[What is being asked] Each line of the material must be returned exactly.

* start Dataset records *

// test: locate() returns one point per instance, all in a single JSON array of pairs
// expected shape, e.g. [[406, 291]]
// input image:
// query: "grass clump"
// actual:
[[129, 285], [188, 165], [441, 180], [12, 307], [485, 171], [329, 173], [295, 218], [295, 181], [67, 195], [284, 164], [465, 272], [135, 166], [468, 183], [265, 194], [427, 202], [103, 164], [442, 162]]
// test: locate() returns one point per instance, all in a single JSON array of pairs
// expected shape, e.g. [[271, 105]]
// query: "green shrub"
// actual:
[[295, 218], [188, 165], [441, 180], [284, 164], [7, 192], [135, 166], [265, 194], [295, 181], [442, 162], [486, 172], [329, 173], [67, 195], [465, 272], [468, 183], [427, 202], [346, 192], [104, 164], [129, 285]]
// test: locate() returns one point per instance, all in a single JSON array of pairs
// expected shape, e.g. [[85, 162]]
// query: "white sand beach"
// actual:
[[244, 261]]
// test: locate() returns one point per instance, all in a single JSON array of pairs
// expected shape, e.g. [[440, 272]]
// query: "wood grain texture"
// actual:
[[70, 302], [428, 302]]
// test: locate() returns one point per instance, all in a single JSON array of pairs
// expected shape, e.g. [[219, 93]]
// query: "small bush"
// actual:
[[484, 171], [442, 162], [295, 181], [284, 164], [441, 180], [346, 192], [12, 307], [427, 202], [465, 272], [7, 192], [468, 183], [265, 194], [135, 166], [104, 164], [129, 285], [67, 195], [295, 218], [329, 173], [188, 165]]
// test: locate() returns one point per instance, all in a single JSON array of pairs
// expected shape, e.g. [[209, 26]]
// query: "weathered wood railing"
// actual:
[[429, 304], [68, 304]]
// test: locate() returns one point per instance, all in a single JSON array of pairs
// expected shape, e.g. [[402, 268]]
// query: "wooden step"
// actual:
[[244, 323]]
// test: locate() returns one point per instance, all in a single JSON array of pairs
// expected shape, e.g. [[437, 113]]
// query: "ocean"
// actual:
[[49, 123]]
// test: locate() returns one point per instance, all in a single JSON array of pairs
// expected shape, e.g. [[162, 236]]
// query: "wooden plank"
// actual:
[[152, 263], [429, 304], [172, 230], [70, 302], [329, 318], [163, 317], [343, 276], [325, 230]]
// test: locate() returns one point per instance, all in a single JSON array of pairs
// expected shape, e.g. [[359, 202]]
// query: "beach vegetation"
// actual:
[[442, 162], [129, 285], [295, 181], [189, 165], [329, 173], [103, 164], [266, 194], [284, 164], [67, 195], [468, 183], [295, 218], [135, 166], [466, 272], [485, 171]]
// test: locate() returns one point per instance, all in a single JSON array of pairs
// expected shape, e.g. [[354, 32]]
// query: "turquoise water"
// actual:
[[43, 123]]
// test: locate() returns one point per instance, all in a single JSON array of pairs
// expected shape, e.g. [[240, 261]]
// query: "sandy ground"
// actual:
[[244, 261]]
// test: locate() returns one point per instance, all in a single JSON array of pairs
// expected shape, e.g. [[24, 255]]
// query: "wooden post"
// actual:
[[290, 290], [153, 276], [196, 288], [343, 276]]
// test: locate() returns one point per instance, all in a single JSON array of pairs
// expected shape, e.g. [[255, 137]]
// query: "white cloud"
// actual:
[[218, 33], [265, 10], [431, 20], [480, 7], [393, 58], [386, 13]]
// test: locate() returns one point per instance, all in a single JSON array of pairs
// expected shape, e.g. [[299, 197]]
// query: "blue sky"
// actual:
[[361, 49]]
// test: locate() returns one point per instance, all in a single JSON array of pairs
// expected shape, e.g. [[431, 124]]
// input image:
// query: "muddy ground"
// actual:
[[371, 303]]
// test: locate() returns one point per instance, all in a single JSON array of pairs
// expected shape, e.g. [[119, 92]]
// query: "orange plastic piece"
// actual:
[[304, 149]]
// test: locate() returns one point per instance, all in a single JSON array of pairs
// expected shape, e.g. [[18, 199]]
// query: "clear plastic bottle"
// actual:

* end Dataset records *

[The completed task]
// test: locate() returns one point per instance, all in a single JSON array of pairs
// expected shape, e.g. [[406, 291]]
// input image:
// query: "grass clump"
// actual:
[[129, 285], [188, 165], [441, 180], [12, 307], [485, 171], [329, 173], [295, 218], [295, 181], [67, 195], [284, 164], [465, 272], [135, 166], [468, 183], [265, 194], [427, 202], [103, 164], [442, 162]]
// test: locate() returns one point per instance, all in a single JSON array of pairs
// expected shape, e.g. [[271, 105]]
// query: "green shrub"
// actual:
[[295, 218], [188, 165], [441, 180], [284, 164], [7, 192], [135, 166], [265, 194], [295, 181], [442, 162], [486, 172], [329, 173], [67, 195], [465, 272], [468, 183], [427, 202], [346, 192], [104, 164], [129, 285]]
// test: locate() returns one point per instance, all in a single JSON array of pairs
// expected shape, e.g. [[85, 162]]
// query: "white sand beach"
// actual:
[[244, 261]]
// test: locate() returns one point per instance, all in a single JSON array of pairs
// expected shape, e.g. [[440, 272]]
// query: "wood grain texture"
// actual:
[[70, 302], [428, 302]]
// test: locate() returns one point per instance, all in a single JSON array of pairs
// expected shape, e.g. [[219, 93]]
// query: "small bush"
// actual:
[[484, 171], [442, 162], [295, 181], [284, 164], [441, 180], [346, 192], [12, 307], [427, 202], [465, 272], [7, 192], [468, 183], [265, 194], [135, 166], [104, 164], [129, 285], [67, 195], [295, 218], [329, 173], [188, 165]]
// test: locate() returns one point per instance, all in a single JSON array of pairs
// expected shape, e.g. [[209, 26]]
// query: "weathered wood railing"
// actual:
[[429, 304], [68, 304]]
// test: locate() returns one point per instance, all in a single JSON array of pairs
// expected shape, e.g. [[402, 268]]
// query: "wooden step"
// actual:
[[244, 323]]
// test: locate() returns one point per instance, all in a single JSON array of pairs
// expected shape, e.g. [[437, 113]]
// query: "ocean"
// actual:
[[49, 123]]
// test: locate() returns one point per instance, all in a single JSON array of pairs
// expected shape, e.g. [[162, 236]]
// query: "wooden plank"
// actual:
[[152, 263], [429, 304], [172, 230], [70, 302], [329, 318], [163, 317], [343, 276], [325, 230]]
// test: locate() returns one point per instance, all in a single JSON array of pairs
// expected shape, e.g. [[359, 202]]
// query: "beach vegetation"
// actual:
[[442, 162], [129, 285], [295, 181], [189, 165], [329, 173], [103, 164], [266, 194], [284, 164], [67, 195], [468, 183], [295, 218], [135, 166], [466, 272], [485, 171]]
// test: locate() returns one point per instance, all in a single JSON array of pairs
// expected shape, e.g. [[354, 32]]
// query: "turquoise water"
// actual:
[[43, 123]]
// test: locate() returns one point per instance, all in a single JSON array of pairs
// expected shape, e.g. [[240, 261]]
// query: "sandy ground"
// actual:
[[244, 261]]
// test: locate() returns one point per instance, all in a single JSON array of pairs
// expected shape, e.g. [[24, 255]]
// query: "wooden post"
// actual:
[[290, 290], [153, 276], [196, 288], [343, 276]]
// test: locate() returns one point per instance, all in a single JSON array of pairs
// expected shape, e.g. [[255, 137]]
// query: "white cloud"
// actual:
[[218, 33], [265, 10], [431, 20], [480, 7], [393, 58], [386, 13]]
// test: locate() returns one point per instance, all in a single JSON array of pairs
// expected shape, e.g. [[299, 197]]
// query: "blue sky"
// actual:
[[361, 49]]
// test: locate() returns one point per instance, all in a single JSON array of pairs
// expected shape, e.g. [[431, 124]]
// input image:
// query: "muddy ground"
// actual:
[[371, 303]]
// test: locate() returns one point per instance, all in a single JSON array of pairs
// expected shape, e.g. [[119, 92]]
// query: "orange plastic piece"
// actual:
[[304, 149]]
// test: locate() returns one point per instance, all in a single JSON array of pairs
// expected shape, e.g. [[18, 199]]
// query: "clear plastic bottle"
// actual:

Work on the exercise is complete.